━━━ RECORDS SUPPLIED ━━━

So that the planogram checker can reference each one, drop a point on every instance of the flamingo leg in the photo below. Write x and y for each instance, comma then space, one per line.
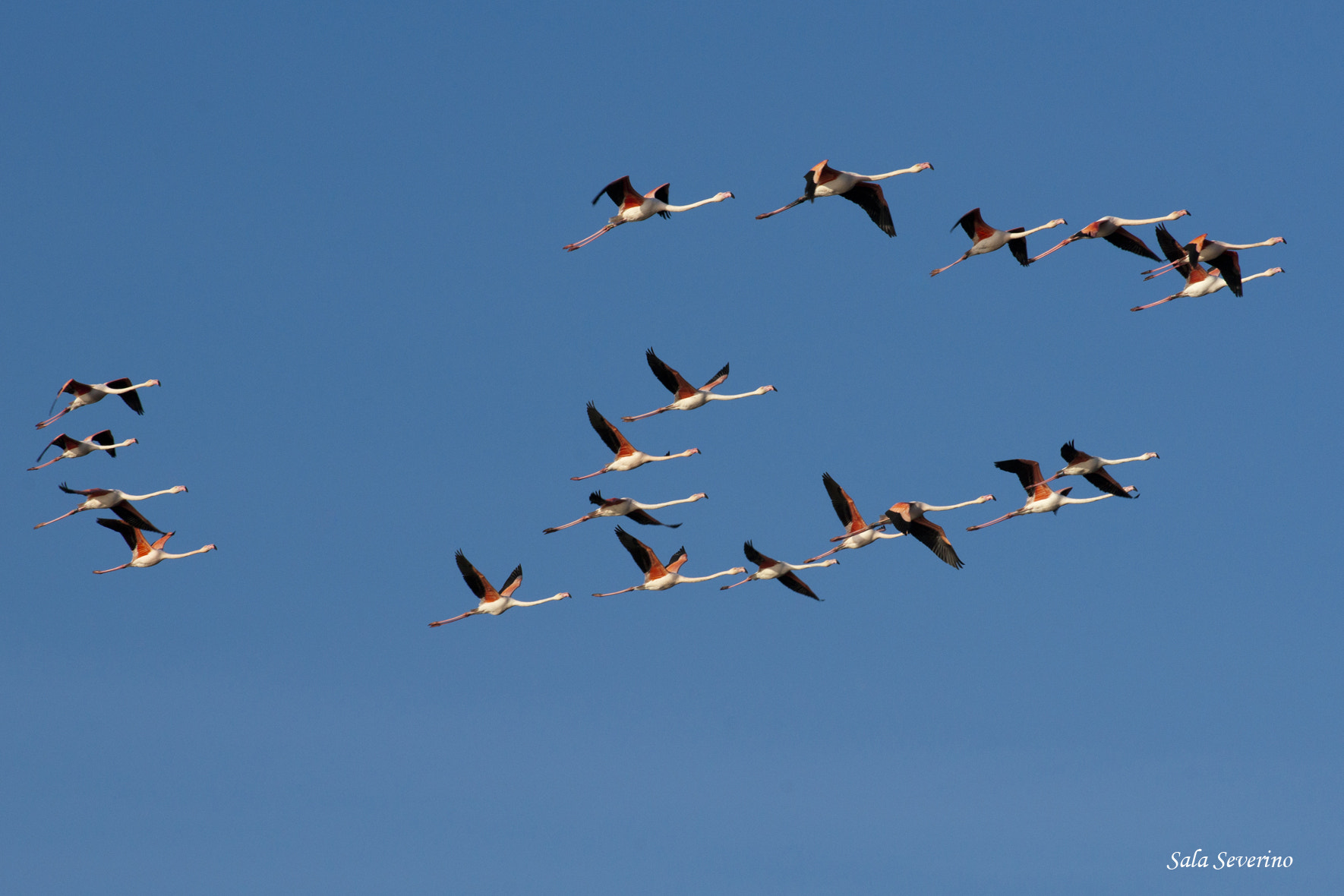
59, 517
800, 199
631, 419
1139, 308
557, 528
443, 622
50, 421
953, 265
588, 239
972, 528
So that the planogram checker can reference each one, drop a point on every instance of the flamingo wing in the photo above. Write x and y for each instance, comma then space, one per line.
644, 557
475, 581
1071, 454
610, 436
1131, 244
131, 398
514, 579
756, 557
1019, 248
717, 379
869, 197
793, 583
121, 528
1230, 269
1028, 472
671, 380
841, 503
1104, 481
128, 512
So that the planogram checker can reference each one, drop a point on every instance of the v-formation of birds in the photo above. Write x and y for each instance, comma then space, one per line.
904, 519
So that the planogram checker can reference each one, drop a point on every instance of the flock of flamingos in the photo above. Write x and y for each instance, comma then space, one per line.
1207, 267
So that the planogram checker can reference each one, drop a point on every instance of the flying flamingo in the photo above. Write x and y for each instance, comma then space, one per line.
824, 180
636, 207
78, 448
658, 576
1206, 250
117, 501
687, 396
1204, 282
92, 394
1040, 497
907, 517
625, 506
858, 534
143, 552
1113, 232
771, 569
1090, 468
626, 459
987, 239
494, 602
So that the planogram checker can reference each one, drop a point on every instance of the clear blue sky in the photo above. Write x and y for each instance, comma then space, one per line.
333, 232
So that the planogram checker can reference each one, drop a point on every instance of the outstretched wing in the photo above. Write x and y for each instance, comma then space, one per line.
1131, 244
933, 538
1028, 472
475, 581
869, 197
131, 398
644, 557
717, 379
1019, 248
975, 226
128, 512
1104, 481
610, 436
1071, 454
671, 380
644, 519
756, 557
793, 583
514, 579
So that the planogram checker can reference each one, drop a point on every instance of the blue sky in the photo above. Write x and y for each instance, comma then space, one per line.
335, 232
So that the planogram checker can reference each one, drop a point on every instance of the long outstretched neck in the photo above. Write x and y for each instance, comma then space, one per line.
904, 171
586, 239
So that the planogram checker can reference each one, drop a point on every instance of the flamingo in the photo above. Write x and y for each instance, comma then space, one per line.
687, 396
824, 180
117, 501
494, 602
987, 239
1040, 497
78, 448
636, 207
771, 569
1113, 232
658, 576
1090, 468
1207, 250
92, 394
907, 517
143, 552
1204, 282
626, 459
626, 506
858, 534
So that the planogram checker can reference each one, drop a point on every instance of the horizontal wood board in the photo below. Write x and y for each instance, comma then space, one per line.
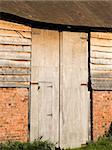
101, 61
15, 55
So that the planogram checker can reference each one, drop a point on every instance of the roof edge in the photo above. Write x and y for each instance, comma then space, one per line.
51, 26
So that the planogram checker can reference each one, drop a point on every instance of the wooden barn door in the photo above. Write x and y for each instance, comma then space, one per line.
59, 92
74, 98
45, 85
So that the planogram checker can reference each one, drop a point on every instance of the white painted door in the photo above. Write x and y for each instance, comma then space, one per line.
45, 85
74, 98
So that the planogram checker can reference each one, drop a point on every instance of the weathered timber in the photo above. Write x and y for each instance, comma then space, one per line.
45, 72
102, 84
101, 61
15, 48
101, 49
13, 26
106, 36
101, 74
11, 63
98, 67
17, 71
101, 42
74, 97
101, 55
14, 33
15, 84
14, 56
14, 78
14, 41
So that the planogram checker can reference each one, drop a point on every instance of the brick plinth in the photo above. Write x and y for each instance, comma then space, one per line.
13, 114
102, 112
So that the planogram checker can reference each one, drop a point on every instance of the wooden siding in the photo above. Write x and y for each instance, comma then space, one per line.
101, 61
45, 91
15, 54
74, 96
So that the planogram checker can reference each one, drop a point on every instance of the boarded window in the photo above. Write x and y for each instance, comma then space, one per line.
15, 53
101, 61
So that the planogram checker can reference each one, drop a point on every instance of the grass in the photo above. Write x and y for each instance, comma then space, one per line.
101, 144
36, 145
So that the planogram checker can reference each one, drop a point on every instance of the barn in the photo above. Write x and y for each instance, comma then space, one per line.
55, 71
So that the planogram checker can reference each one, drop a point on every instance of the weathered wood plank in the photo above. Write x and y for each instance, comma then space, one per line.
14, 48
17, 71
101, 61
13, 26
102, 35
101, 67
19, 64
102, 84
14, 33
15, 84
101, 74
14, 56
101, 55
15, 78
45, 71
101, 42
74, 98
15, 41
101, 49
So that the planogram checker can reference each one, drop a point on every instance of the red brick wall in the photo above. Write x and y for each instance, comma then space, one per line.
102, 112
13, 114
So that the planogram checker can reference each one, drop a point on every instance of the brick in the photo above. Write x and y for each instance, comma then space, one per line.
13, 114
102, 112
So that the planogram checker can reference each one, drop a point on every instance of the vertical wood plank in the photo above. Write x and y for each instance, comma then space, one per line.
74, 97
45, 94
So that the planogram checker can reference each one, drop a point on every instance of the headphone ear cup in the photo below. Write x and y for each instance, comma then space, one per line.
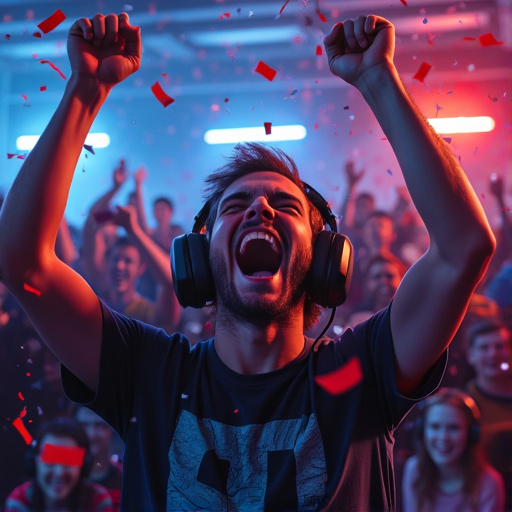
331, 269
191, 272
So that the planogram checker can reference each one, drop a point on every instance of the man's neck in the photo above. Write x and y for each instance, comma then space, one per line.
250, 349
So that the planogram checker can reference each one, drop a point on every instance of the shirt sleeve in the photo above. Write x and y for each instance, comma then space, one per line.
409, 501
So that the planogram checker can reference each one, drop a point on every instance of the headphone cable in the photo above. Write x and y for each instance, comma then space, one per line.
325, 328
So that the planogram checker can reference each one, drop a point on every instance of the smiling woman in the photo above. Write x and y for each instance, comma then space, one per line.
59, 463
449, 471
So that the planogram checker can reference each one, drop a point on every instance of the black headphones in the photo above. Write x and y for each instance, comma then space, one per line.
329, 278
448, 396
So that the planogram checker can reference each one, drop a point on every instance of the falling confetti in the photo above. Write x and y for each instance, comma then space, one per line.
265, 71
30, 289
422, 72
52, 21
489, 40
342, 379
160, 95
20, 427
282, 8
321, 16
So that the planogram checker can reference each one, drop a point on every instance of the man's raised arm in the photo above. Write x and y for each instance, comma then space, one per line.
102, 51
433, 296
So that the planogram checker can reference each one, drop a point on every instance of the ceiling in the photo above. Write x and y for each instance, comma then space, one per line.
217, 43
204, 52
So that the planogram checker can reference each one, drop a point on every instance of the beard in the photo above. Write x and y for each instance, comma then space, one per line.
262, 311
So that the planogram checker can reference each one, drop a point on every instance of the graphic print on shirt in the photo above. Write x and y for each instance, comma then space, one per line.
275, 466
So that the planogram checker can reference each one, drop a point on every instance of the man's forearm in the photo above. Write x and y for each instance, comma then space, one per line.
36, 201
438, 186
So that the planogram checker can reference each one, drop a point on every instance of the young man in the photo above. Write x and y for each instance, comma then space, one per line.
490, 354
238, 422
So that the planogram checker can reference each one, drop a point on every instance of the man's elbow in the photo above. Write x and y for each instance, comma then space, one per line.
482, 251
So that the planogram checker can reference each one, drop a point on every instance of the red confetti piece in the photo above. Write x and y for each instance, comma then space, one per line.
20, 427
282, 8
265, 71
29, 288
53, 66
65, 455
52, 21
489, 40
422, 72
321, 15
160, 95
342, 379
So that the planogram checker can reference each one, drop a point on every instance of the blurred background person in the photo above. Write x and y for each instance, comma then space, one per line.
490, 355
59, 462
105, 449
449, 472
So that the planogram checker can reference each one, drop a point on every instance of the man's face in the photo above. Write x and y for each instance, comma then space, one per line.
491, 354
125, 267
260, 247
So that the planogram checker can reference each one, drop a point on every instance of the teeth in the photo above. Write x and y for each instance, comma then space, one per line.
258, 234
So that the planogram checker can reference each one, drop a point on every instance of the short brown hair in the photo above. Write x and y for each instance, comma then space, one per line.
249, 158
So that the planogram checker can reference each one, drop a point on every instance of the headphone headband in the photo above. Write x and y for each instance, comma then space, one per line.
315, 197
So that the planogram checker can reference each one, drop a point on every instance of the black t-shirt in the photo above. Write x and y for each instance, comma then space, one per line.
200, 436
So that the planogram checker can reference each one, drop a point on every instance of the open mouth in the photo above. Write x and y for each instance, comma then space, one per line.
259, 255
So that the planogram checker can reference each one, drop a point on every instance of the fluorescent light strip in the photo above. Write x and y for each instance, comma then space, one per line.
255, 134
96, 140
462, 124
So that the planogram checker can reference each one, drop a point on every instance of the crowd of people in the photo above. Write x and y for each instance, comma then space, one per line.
452, 450
112, 250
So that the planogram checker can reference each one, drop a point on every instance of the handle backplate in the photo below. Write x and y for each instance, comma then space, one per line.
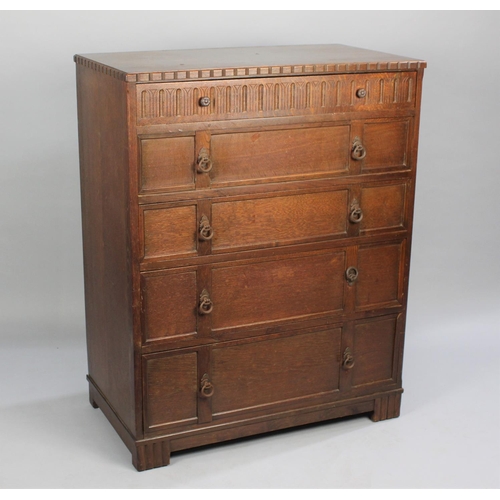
206, 387
204, 163
206, 305
358, 151
351, 275
347, 359
205, 231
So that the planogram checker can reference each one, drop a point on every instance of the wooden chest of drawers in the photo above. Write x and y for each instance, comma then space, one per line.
247, 220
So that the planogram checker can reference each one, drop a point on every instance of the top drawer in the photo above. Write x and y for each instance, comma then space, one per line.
160, 103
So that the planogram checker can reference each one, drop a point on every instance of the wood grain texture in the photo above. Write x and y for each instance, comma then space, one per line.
273, 371
244, 62
279, 154
102, 118
373, 351
386, 144
279, 220
379, 268
171, 387
384, 207
271, 97
262, 292
169, 305
252, 324
169, 231
167, 164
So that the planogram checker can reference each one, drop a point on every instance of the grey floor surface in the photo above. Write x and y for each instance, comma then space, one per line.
448, 435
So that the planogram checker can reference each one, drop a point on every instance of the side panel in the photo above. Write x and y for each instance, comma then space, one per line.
103, 140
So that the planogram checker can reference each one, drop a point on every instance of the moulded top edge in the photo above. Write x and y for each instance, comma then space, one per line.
245, 62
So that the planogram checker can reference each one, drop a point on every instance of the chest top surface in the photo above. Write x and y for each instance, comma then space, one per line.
244, 62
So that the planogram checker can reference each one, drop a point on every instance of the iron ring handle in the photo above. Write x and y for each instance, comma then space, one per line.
356, 215
351, 275
358, 151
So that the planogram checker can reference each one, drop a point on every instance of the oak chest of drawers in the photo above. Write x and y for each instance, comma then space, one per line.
247, 219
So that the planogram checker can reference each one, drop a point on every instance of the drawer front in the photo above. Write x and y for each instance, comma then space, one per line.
257, 156
386, 145
259, 293
159, 103
169, 305
379, 283
169, 232
276, 155
258, 374
167, 164
243, 298
380, 207
375, 349
238, 224
280, 220
170, 390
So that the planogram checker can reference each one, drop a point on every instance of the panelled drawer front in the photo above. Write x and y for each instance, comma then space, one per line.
273, 221
252, 375
219, 382
169, 231
383, 207
259, 294
169, 305
277, 155
374, 349
174, 230
263, 292
386, 145
380, 275
167, 164
159, 103
274, 155
170, 389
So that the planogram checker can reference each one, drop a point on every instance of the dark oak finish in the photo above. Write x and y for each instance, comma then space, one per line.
247, 223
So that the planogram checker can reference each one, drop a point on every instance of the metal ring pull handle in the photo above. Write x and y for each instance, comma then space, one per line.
356, 215
206, 388
351, 275
358, 151
206, 232
204, 101
206, 305
347, 360
204, 162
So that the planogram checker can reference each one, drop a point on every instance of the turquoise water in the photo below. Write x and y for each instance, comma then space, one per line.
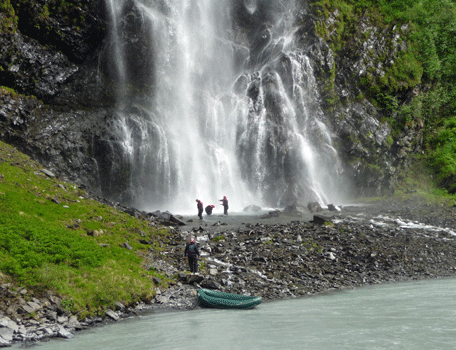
412, 315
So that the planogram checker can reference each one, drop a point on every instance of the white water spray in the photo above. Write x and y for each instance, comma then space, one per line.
200, 132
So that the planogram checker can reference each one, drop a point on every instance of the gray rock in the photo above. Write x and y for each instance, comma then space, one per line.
112, 315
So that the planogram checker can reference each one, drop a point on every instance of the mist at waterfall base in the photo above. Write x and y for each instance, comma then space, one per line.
411, 315
207, 109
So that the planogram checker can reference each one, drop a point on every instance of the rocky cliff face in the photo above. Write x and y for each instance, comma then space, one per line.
58, 99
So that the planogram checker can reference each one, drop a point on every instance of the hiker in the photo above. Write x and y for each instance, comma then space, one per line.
199, 205
192, 252
225, 205
209, 209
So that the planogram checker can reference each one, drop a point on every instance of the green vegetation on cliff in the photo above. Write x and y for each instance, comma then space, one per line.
53, 236
8, 18
417, 86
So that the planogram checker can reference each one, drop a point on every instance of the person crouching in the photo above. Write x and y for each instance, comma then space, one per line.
192, 252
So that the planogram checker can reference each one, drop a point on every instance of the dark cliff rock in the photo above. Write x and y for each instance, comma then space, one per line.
59, 52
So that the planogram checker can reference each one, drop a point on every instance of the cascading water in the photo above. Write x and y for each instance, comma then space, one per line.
202, 111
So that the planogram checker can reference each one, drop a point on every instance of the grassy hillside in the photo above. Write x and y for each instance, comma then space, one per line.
54, 237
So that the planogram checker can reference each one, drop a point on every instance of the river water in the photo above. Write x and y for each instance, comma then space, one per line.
409, 315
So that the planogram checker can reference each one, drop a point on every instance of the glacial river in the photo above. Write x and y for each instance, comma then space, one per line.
410, 315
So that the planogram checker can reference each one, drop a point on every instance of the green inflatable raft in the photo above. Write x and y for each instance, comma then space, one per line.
216, 299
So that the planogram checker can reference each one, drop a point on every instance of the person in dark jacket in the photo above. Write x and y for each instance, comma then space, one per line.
225, 205
199, 205
192, 252
209, 209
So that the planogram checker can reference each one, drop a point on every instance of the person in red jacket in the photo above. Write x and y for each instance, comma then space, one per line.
209, 209
199, 205
225, 205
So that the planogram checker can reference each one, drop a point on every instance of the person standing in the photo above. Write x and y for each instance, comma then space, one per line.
225, 205
199, 205
192, 252
209, 209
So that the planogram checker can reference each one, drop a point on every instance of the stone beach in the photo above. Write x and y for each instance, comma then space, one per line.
273, 254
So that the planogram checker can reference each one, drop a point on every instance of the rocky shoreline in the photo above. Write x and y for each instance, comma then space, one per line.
274, 255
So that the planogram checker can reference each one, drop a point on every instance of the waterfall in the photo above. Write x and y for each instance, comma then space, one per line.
203, 112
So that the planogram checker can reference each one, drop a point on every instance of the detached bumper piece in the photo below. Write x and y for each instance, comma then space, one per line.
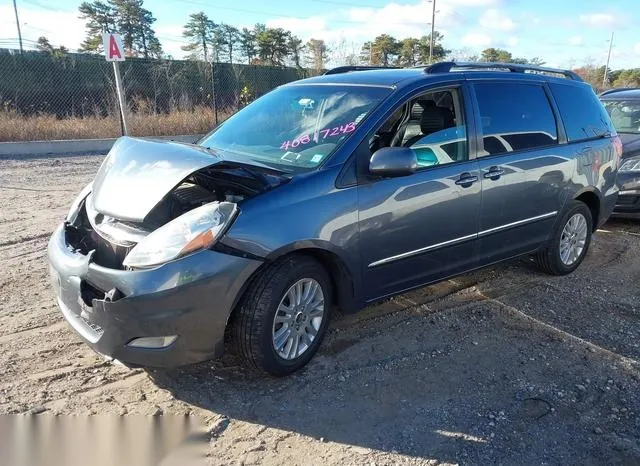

━━━

### PROBLEM TO WORK ON
Skip all pictures. Then give again, exactly, each line from the line holding "of the waterfall" through the last line of the listing above, both ends included.

### OUTPUT FOR THIS TASK
So that the planogram checker can reference each one, drop a point on every instance of the waterfall in the photo above. Write x and y for each instance, comma then space, one per line.
203, 112
So that the planogram checker can reference each one, drop a point on every instance of the detached bumper piece in the photo below. Write x and y for each instance, comma then space, one per line.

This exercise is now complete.